**Exercise details**
Every record needs to be repeated exactly; its pictures do not.

[Stored data entries]
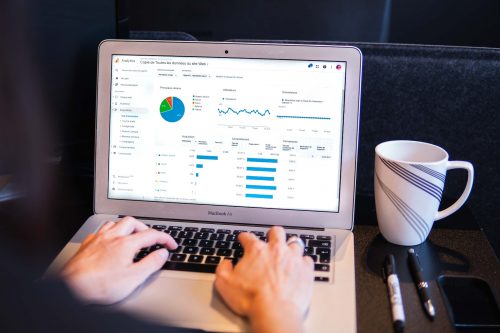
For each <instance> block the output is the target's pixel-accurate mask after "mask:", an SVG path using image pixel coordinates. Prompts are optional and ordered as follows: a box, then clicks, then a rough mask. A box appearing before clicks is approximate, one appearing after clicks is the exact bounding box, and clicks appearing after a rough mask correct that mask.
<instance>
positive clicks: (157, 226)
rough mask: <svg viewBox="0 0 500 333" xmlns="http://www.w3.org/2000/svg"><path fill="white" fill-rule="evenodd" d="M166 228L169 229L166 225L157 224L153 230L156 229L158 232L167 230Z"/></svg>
mask: <svg viewBox="0 0 500 333" xmlns="http://www.w3.org/2000/svg"><path fill="white" fill-rule="evenodd" d="M166 227H167V226H165V225H161V224H155V225H154V226H153V229H156V230H163V229H165V228H166Z"/></svg>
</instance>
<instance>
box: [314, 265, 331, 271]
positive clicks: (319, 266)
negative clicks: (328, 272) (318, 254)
mask: <svg viewBox="0 0 500 333" xmlns="http://www.w3.org/2000/svg"><path fill="white" fill-rule="evenodd" d="M314 270H315V271H320V272H329V271H330V265H325V264H314Z"/></svg>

**Solution to this task**
For each <instance> block the output is the target's pixel-accurate mask after "mask:", an SVG path using image pixel coordinates. Prompts are optional and ordered as follows: a box, then clicks, then a rough mask. A box appearing before clicks is approximate, one appearing after clicks is the exact bounding box, and clicks appearing after a rough mask correct that mask.
<instance>
positive clicks: (157, 226)
rough mask: <svg viewBox="0 0 500 333" xmlns="http://www.w3.org/2000/svg"><path fill="white" fill-rule="evenodd" d="M166 228L169 229L166 225L157 224L153 230L156 229L158 232L167 230Z"/></svg>
mask: <svg viewBox="0 0 500 333" xmlns="http://www.w3.org/2000/svg"><path fill="white" fill-rule="evenodd" d="M166 227H167V226H165V225H161V224H155V225H154V226H153V229H156V230H163V229H165V228H166Z"/></svg>
</instance>
<instance>
box: [314, 265, 331, 271]
positive clicks: (319, 266)
negative clicks: (328, 272) (318, 254)
mask: <svg viewBox="0 0 500 333" xmlns="http://www.w3.org/2000/svg"><path fill="white" fill-rule="evenodd" d="M314 270H315V271H320V272H329V271H330V265H325V264H314Z"/></svg>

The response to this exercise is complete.